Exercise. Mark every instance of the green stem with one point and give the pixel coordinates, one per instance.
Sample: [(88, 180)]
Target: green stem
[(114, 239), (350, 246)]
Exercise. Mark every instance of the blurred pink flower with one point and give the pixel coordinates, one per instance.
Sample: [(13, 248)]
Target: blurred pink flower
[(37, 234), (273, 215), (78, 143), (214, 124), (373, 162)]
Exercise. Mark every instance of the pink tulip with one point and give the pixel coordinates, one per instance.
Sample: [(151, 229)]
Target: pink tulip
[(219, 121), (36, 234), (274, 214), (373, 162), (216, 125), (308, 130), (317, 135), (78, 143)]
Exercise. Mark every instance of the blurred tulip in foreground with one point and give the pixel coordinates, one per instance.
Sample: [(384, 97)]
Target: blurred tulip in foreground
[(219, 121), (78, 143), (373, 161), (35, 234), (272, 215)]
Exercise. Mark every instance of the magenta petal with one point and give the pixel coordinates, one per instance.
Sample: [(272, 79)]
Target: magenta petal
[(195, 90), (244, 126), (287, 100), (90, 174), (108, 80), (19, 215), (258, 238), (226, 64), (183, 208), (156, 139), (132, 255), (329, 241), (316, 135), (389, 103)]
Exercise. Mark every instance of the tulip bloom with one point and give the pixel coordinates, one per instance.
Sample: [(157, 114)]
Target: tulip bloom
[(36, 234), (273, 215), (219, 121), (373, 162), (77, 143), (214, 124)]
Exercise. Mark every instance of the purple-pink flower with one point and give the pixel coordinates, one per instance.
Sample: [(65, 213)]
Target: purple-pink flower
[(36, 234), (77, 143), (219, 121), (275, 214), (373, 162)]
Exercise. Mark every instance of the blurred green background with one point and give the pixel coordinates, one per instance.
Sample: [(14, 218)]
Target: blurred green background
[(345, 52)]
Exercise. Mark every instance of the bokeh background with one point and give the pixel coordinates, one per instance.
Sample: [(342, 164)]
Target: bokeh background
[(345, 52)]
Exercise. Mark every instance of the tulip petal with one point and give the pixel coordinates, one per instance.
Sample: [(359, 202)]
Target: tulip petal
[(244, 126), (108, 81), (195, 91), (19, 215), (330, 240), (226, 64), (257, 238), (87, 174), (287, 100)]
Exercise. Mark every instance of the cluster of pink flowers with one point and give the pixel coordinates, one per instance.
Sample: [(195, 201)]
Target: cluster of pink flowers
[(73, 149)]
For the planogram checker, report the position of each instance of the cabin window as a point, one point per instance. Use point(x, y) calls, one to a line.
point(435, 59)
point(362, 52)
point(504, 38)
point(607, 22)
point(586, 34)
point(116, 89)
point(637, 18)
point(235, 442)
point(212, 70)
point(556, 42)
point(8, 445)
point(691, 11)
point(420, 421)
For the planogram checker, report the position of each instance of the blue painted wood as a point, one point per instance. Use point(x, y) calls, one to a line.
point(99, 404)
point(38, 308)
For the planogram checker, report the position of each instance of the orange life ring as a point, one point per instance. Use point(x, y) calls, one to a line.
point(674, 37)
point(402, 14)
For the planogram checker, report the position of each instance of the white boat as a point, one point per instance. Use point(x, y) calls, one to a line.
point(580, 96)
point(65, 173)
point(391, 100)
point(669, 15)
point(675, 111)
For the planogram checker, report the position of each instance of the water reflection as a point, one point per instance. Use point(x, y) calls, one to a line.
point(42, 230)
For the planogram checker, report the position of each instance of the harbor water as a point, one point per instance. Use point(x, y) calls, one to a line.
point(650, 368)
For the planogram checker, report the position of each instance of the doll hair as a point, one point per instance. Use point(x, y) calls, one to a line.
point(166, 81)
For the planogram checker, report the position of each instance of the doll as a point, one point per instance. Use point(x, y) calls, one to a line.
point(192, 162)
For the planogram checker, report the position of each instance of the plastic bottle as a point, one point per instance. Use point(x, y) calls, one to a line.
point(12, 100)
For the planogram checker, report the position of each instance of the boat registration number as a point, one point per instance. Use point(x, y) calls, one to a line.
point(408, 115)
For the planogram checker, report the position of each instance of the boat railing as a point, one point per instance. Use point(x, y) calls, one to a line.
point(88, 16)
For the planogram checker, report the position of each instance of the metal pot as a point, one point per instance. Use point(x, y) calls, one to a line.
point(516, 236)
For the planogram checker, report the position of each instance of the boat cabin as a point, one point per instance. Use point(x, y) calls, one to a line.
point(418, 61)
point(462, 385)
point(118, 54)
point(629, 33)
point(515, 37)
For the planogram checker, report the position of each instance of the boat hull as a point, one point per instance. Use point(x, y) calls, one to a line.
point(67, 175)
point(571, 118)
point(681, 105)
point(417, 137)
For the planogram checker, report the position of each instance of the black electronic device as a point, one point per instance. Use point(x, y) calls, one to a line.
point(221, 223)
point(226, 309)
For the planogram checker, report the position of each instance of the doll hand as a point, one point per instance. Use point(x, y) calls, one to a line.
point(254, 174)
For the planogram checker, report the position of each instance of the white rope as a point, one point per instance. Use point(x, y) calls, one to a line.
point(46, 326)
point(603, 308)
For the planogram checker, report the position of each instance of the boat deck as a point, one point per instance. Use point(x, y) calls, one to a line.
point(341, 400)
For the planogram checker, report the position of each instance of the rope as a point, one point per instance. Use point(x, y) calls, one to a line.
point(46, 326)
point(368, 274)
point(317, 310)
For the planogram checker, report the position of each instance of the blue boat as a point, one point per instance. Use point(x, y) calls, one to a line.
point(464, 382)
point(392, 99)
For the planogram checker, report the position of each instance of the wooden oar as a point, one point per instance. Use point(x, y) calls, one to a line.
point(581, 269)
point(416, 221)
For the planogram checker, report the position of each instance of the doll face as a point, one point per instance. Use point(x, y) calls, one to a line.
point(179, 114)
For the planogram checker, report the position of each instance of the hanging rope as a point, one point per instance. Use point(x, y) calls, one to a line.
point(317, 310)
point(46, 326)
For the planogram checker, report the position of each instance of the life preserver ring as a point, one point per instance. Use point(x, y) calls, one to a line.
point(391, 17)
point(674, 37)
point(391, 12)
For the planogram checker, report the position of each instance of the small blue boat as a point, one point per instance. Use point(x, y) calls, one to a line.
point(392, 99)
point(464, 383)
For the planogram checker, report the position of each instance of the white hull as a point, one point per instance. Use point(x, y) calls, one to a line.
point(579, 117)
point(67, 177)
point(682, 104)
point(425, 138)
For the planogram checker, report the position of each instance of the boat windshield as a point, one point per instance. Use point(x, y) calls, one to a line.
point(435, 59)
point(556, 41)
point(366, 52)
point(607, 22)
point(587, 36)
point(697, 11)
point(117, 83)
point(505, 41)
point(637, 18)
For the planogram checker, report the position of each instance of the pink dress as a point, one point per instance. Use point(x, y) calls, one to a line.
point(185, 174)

* * *

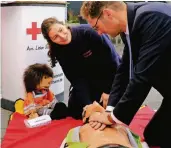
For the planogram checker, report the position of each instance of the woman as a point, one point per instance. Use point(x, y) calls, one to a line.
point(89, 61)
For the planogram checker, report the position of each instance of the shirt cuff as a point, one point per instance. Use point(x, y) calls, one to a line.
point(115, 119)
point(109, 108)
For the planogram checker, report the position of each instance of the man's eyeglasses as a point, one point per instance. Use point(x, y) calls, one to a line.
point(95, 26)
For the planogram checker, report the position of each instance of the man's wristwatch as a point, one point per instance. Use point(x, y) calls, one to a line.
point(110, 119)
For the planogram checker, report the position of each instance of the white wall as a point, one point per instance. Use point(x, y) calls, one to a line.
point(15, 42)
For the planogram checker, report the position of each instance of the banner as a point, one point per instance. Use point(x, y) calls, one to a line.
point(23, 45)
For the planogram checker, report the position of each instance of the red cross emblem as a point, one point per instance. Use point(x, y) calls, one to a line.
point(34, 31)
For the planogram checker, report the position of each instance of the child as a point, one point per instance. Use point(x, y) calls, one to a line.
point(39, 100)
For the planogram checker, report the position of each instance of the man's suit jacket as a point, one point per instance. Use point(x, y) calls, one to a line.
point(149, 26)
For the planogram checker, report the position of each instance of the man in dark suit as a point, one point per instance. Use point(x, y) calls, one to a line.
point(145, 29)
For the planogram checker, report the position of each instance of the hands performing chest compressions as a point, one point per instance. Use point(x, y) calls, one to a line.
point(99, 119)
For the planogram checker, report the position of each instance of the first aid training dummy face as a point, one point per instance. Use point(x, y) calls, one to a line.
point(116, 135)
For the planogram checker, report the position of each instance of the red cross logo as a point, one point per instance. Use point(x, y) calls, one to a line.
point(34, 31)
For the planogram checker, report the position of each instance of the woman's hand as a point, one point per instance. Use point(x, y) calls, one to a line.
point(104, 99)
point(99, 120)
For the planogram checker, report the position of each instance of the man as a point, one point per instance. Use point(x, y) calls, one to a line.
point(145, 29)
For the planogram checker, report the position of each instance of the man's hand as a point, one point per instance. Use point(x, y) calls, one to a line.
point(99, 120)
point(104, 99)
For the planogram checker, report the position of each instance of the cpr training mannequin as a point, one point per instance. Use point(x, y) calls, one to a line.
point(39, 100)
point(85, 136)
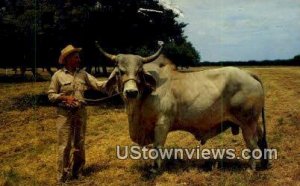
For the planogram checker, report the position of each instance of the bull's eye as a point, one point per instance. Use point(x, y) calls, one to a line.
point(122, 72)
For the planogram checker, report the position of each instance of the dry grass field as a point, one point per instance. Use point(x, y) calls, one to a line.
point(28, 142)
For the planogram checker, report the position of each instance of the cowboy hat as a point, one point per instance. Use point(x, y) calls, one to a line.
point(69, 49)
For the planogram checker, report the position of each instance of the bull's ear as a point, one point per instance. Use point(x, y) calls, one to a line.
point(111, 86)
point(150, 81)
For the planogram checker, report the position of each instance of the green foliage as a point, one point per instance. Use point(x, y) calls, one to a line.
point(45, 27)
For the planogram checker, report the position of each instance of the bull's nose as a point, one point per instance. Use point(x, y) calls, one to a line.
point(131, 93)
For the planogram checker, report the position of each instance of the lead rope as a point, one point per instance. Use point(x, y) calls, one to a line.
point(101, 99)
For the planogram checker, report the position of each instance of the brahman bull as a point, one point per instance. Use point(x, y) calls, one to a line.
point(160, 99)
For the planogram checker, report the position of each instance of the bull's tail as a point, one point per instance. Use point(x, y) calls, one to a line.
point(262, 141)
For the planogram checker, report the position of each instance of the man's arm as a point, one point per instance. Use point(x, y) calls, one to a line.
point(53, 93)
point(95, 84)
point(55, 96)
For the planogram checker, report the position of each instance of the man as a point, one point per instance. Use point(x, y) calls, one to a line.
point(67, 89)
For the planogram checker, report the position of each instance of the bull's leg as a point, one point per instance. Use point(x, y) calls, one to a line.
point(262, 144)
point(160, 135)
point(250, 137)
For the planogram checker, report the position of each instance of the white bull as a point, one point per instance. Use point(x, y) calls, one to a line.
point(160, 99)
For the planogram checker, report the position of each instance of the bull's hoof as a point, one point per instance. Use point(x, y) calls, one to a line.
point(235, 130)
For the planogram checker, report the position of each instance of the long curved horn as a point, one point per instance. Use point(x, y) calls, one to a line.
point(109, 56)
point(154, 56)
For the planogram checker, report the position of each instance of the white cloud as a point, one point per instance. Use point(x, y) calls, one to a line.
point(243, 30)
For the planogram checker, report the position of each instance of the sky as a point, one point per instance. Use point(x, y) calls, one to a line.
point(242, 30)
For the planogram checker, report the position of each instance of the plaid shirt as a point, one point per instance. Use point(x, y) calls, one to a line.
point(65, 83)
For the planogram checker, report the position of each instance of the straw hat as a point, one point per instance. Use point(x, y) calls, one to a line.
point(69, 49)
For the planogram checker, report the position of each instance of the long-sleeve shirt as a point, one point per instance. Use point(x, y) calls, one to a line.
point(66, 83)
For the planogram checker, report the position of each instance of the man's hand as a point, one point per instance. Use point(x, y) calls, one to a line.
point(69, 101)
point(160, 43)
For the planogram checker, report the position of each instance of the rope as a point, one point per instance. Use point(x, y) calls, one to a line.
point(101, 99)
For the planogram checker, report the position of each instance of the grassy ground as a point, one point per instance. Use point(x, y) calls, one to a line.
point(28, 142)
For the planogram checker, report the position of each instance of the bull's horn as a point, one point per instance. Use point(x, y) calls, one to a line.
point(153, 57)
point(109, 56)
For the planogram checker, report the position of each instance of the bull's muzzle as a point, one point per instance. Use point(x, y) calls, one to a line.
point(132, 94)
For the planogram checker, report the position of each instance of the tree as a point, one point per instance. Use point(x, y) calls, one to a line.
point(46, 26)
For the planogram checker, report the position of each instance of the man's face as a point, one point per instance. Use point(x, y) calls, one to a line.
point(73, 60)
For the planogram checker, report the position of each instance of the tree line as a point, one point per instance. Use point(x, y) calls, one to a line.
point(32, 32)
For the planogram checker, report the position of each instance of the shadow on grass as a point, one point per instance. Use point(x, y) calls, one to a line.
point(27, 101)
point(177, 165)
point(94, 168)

--

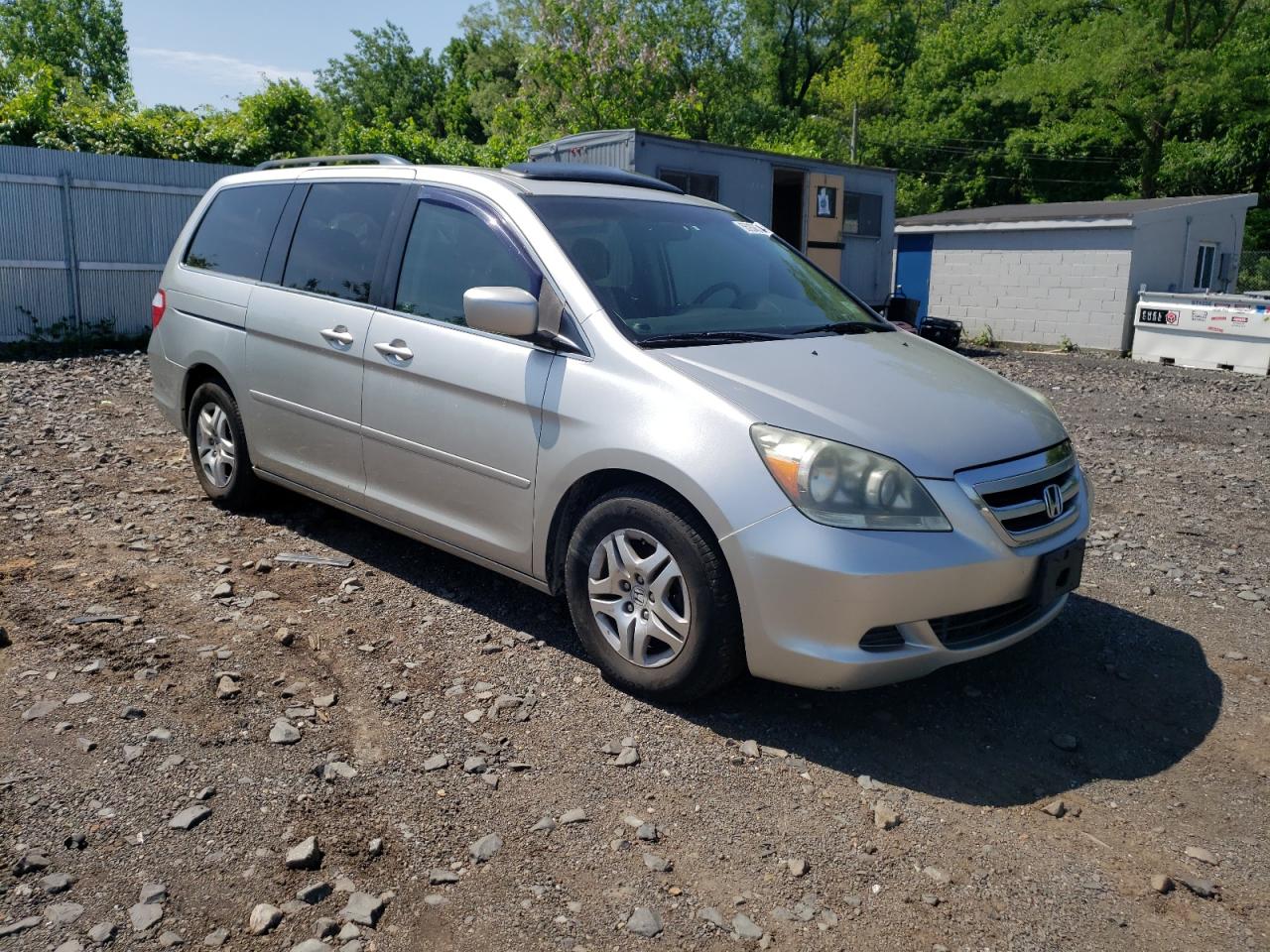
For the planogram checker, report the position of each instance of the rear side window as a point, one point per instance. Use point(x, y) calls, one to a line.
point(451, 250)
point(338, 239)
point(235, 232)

**WHAT YOU HAVE TO DO**
The output should be exactly the lines above from the line containing "Sample: [(13, 248)]" to the line containing "Sample: [(65, 213)]", inclusive, with no other lines.

**WRITTEN REPLY**
Sample: [(13, 248)]
Target: blurred pink flower
[(37, 234), (273, 215), (78, 143), (214, 124), (373, 162)]
Exercise. Mark every instance of the pink tulip with one point and give the pixel coordinates, one per instance.
Sample: [(151, 229)]
Target: pink tulip
[(219, 121), (36, 234), (274, 214), (373, 162), (216, 125), (308, 130), (317, 135), (78, 143)]
Exercise. Mark every instance of the blurred tulip in foreground with one point and give the pixel coordinates, one per instance.
Sample: [(384, 97)]
Target: blurred tulip in foreground
[(219, 121), (78, 143), (373, 161), (35, 234), (272, 215)]
Exercise. Mark every instance of the magenta petal with one point and give the pixel coordinates, one per instance.
Sample: [(272, 79)]
Target: magenta petal
[(195, 90), (244, 126), (287, 100), (90, 174), (108, 80), (19, 215), (258, 238), (226, 64), (183, 208), (156, 139), (132, 255), (329, 241), (316, 135), (389, 103)]
Exercise. Mark every instance of the tulip bloom with one point and give the pixel coordinates, one per instance.
Sample: [(157, 114)]
Target: tulip bloom
[(36, 234), (273, 215), (219, 121), (373, 162), (77, 143), (214, 124)]
Exercise. Mark every instance of the purple-pink flower with one point and give the pixel coordinates, one per instance.
Sample: [(65, 213)]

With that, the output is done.